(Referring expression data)
-- -- --
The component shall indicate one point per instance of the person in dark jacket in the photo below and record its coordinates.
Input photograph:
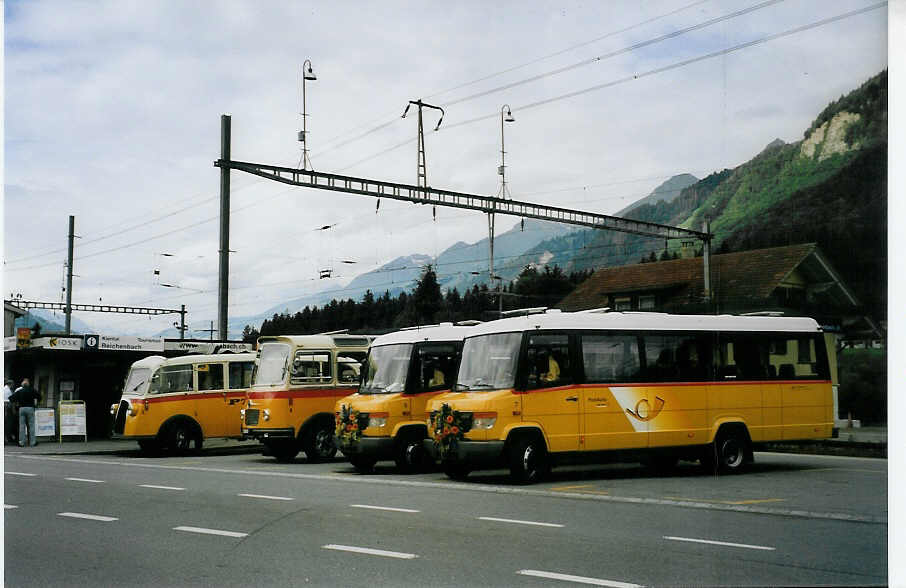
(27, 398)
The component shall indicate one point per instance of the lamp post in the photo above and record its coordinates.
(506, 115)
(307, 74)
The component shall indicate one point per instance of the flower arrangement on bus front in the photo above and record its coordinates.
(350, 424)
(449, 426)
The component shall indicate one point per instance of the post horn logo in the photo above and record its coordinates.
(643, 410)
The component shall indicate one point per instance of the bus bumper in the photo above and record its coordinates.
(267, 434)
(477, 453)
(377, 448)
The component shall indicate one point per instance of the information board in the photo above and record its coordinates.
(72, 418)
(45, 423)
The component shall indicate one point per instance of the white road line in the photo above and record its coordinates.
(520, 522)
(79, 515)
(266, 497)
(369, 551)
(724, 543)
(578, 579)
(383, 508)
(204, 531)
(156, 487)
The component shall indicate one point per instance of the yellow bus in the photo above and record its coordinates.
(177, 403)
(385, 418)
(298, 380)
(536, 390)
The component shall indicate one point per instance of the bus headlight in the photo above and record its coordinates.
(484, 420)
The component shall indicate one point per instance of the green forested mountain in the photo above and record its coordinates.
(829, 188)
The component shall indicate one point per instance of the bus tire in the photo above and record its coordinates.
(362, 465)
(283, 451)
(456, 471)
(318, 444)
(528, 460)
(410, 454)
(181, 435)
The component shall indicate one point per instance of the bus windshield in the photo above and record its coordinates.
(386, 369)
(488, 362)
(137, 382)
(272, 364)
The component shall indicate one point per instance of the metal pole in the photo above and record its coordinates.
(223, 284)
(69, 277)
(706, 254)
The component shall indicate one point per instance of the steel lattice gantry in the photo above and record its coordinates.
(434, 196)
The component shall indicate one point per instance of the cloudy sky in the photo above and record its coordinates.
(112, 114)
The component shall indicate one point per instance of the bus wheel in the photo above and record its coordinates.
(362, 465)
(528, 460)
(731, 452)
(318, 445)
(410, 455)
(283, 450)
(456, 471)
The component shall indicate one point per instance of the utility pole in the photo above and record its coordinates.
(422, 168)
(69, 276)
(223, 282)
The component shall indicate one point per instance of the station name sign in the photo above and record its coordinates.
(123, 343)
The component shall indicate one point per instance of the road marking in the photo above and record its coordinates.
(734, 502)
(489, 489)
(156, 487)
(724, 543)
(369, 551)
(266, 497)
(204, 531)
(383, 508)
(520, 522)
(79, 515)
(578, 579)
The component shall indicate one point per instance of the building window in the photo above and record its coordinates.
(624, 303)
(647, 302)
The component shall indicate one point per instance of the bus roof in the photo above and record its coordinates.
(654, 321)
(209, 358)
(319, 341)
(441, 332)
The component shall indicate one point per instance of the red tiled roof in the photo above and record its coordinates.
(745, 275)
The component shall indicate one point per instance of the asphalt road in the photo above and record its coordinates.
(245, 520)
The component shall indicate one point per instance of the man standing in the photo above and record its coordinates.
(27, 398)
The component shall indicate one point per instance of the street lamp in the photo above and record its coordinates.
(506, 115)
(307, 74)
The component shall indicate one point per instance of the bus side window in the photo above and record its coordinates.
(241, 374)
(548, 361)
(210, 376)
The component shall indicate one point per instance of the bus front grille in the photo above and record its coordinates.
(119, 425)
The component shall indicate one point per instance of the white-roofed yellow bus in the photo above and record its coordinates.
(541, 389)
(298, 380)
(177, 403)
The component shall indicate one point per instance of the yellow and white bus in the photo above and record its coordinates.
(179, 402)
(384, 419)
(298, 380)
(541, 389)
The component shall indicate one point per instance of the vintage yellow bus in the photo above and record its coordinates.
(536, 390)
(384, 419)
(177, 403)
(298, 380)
-- -- --
▶ _Task instructions_: When a record holds a picture, leave that picture out; copy the rest verbatim.

▶ _Result of this exercise_:
The component shall indicate one point per instance of the person in dark jacket in the photo below and record its coordinates.
Input photograph:
(27, 398)
The component shall indicate one point per instance of the lamp post in the photo above and record its coordinates.
(506, 115)
(307, 74)
The component shall indicate one point per instance of the flower arrangement on bus front in the photo above and record its coordinates.
(350, 424)
(449, 426)
The component shall indicate one point per instance of the post horn logo in the photo above and record its coordinates.
(643, 410)
The component shall indicate one point per instance of the bus bumper in the photo above and record its coordinates.
(267, 434)
(477, 453)
(377, 448)
The component shall indicate one point per instance of the information board in the photo above and record its coordinates.
(72, 418)
(45, 423)
The component shall indicate one point per instance of the white road line in the photo above and record its coordinates.
(520, 522)
(79, 515)
(266, 497)
(369, 551)
(724, 543)
(578, 579)
(383, 508)
(204, 531)
(156, 487)
The component shall indicate one point per instance of the yellow bus in the photo above and record its coordinates.
(177, 403)
(385, 418)
(298, 380)
(536, 390)
The component shall indicate one point per instance of the bus headlight in the photo above and record its coordinates.
(484, 420)
The component shall indicate one point per instance of the green forested mountain in the photo above and record its coordinates.
(829, 188)
The component shall indicate one point per instance of the bus tire in the photo above and record its coordinates.
(362, 465)
(283, 451)
(456, 471)
(318, 444)
(528, 460)
(410, 454)
(181, 435)
The component shall indicate one point per instance of the bus windshield in the photo above and record its coordinates.
(386, 369)
(488, 362)
(137, 382)
(272, 364)
The component shall indicate one point per instance of the metal pole in the photo above and record its coordinates.
(223, 284)
(69, 277)
(706, 254)
The component shall indicate one point per instance of the steel lattice gantry in the photo above and record its coordinates.
(434, 196)
The component shall indicate one point per instance of the cloudy sky in the photo above and record its coordinates.
(112, 114)
The component shall indicate one point per instance of the bus wheel in the photo above and record its coordinates.
(362, 465)
(528, 460)
(731, 452)
(318, 445)
(410, 455)
(283, 450)
(456, 471)
The component shall indicate one point per instance of the utility pole in the photo above and record its coordinates.
(422, 168)
(69, 276)
(223, 282)
The component shall indicate one point per instance of the station name sign in the photo above and record its coordinates.
(123, 343)
The component shall indicate one point per instance of the road marking in the photo above and record its coordinates.
(734, 502)
(489, 489)
(156, 487)
(724, 543)
(369, 551)
(266, 497)
(204, 531)
(383, 508)
(520, 522)
(79, 515)
(578, 579)
The component shall indicate one point per instance of the building window in the photo above and record its coordinates.
(624, 303)
(647, 302)
The component shall indicate one point per instance of the bus roof in the photo above and record its coordinates.
(654, 321)
(209, 358)
(319, 341)
(441, 332)
The component shall indicate one point per instance of the red tiled roof in the photo above and record its coordinates.
(745, 275)
The component shall indicate one point per instance of the asphalt road in the photo above and record its coordinates.
(245, 520)
The component shall indicate one point per instance of the man standing in the photo above and record its coordinates.
(27, 398)
The component shall indicate one point per instance of the street lamp in the photo above and record its coordinates.
(506, 115)
(307, 74)
The component shall indicate one point per instance of the bus side window in the photo above and record its coordinates.
(241, 374)
(548, 361)
(210, 376)
The component shall indicate one point per instance of the bus front grille in the photo above and record its coordinates.
(119, 425)
The component shall indicate one point per instance of the white-roofed yellow bus in the photo above and record its coordinates.
(541, 389)
(298, 380)
(177, 403)
The component shall indicate one point per instance of the yellow and white bus in the photo above and record its coordinates.
(179, 402)
(384, 419)
(298, 380)
(541, 389)
The component shall indicate one point per instance of the vintage yellow bus in the photo above and record its coordinates.
(536, 390)
(384, 419)
(177, 403)
(298, 380)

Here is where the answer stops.